■ **What the task requires**
Every line from the line containing "Target: blue sky" through the final line of the data is to be printed exactly; no other line is to appear.

===== Records supplied

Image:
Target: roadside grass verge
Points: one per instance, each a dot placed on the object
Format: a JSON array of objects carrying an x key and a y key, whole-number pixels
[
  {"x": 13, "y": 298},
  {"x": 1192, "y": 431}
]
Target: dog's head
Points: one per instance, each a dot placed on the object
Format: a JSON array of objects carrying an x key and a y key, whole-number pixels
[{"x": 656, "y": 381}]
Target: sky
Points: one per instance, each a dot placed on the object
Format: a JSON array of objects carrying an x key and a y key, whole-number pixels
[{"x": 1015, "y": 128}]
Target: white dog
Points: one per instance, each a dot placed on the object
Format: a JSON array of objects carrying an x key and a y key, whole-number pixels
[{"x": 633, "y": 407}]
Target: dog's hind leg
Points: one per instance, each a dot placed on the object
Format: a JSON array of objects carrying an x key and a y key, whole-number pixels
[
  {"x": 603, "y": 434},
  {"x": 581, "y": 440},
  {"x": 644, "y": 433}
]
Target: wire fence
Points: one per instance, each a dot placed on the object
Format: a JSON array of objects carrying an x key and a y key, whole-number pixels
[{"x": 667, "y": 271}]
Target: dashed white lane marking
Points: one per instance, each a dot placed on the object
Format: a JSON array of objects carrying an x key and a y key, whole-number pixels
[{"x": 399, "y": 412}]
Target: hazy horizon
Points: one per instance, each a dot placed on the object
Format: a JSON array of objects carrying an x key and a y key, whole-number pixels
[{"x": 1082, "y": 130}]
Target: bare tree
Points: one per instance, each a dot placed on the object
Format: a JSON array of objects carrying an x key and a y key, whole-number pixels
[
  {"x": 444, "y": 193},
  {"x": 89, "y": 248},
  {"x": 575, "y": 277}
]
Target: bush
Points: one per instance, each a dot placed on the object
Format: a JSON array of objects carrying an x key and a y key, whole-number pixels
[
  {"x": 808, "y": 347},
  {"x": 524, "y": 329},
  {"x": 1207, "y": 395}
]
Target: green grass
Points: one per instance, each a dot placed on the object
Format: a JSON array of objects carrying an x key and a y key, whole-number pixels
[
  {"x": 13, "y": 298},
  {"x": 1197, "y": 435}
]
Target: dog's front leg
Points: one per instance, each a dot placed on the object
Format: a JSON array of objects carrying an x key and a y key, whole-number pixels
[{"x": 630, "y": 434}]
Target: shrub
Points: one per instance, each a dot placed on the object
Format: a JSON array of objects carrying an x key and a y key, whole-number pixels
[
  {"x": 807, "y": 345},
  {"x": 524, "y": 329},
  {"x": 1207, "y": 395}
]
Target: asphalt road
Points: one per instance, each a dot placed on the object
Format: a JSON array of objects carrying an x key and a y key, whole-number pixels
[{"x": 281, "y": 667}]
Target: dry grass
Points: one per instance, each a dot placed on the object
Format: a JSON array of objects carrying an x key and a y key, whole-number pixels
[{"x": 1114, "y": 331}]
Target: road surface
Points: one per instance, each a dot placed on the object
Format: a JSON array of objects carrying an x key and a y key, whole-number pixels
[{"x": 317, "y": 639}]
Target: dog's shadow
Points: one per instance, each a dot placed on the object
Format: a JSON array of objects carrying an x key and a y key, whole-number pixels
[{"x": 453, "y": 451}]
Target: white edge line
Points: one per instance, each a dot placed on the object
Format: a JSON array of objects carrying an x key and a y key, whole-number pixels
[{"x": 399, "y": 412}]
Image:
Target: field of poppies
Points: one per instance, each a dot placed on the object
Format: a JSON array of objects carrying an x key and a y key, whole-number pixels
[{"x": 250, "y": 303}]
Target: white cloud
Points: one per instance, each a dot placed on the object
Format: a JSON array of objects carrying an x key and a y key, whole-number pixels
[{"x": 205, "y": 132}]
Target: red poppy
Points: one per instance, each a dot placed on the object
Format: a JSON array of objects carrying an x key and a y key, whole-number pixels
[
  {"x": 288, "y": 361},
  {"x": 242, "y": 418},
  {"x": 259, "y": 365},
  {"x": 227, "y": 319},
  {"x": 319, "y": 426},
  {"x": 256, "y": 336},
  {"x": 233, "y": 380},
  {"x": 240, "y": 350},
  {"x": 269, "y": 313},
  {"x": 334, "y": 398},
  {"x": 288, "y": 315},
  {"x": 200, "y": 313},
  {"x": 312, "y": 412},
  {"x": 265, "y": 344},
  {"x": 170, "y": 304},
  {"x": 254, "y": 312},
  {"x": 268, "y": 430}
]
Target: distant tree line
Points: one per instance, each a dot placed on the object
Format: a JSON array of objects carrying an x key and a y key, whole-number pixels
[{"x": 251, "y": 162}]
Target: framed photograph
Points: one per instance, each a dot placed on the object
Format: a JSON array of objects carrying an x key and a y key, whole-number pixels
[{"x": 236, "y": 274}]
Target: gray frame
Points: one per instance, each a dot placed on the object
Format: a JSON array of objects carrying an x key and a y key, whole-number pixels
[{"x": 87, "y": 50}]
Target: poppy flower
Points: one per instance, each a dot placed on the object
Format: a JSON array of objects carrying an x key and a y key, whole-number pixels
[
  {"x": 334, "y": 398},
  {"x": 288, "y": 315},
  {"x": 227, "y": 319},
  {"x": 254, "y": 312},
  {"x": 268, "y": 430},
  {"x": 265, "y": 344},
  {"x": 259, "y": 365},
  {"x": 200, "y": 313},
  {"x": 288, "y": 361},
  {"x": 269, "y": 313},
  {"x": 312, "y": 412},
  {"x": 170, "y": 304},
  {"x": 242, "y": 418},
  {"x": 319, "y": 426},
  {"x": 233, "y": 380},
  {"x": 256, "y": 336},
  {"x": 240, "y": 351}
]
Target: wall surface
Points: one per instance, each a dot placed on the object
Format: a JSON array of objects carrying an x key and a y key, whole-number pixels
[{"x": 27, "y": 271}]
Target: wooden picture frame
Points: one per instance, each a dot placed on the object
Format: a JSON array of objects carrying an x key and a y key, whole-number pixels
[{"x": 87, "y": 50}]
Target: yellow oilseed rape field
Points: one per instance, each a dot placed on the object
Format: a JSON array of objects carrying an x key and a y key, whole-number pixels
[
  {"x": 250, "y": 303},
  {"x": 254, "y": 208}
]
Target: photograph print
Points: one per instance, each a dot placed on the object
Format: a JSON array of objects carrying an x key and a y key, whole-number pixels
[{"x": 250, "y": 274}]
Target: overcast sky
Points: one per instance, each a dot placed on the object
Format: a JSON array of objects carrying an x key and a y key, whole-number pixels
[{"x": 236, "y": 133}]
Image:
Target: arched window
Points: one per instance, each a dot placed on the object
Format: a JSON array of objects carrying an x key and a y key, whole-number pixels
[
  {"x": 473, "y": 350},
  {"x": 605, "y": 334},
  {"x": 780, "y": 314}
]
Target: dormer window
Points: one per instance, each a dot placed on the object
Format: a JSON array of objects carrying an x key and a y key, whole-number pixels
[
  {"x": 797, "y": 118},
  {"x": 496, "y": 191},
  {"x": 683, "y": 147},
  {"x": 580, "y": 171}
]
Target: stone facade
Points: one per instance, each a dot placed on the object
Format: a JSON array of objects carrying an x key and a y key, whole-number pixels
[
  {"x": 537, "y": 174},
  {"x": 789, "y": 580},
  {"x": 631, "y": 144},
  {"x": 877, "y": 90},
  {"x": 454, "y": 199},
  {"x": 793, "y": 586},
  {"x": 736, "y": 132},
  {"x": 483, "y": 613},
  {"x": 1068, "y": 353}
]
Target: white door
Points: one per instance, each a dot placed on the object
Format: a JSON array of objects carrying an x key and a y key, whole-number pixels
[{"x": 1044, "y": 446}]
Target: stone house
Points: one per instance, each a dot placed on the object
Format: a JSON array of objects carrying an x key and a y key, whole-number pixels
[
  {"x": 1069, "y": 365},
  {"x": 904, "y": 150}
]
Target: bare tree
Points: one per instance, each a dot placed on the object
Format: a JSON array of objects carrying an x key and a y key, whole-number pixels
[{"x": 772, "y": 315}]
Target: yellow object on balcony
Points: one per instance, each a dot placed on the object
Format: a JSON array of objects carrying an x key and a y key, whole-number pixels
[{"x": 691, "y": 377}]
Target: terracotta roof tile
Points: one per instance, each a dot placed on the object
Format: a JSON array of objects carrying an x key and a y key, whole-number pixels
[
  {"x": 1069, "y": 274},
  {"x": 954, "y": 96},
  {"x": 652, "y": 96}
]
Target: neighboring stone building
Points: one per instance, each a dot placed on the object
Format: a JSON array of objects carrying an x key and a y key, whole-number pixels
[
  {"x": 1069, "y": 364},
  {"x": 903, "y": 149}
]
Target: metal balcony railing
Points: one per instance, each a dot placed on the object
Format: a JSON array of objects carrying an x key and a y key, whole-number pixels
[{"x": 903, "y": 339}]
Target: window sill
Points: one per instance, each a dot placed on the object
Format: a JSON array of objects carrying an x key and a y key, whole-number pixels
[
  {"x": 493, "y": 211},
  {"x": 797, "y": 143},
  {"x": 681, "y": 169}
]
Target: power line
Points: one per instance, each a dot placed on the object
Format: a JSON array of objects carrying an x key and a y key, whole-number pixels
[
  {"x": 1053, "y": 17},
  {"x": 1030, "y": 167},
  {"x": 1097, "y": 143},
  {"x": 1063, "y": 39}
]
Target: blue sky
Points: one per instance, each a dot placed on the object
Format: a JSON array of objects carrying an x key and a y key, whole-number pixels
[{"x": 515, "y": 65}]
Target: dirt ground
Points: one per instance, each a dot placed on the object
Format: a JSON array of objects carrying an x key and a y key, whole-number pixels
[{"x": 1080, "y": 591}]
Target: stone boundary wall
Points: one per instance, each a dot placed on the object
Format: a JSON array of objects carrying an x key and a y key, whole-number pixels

==========

■ **Answer in full**
Target: blue sky
Points: one per instance, each a dot placed on the object
Format: a JSON array of objects carrying an x key and a y key, whole-number pixels
[{"x": 515, "y": 65}]
Target: dirt ground
Points: one per instance, each a dot placed on the object
Format: a JSON array of objects carrying an x key and a y key, whole-number pixels
[{"x": 1080, "y": 591}]
Target: stone boundary wall
Points: one per instance, each a dot placed on the object
Format: a JSON array of objects carrying an x key and a y key, whole-number pixels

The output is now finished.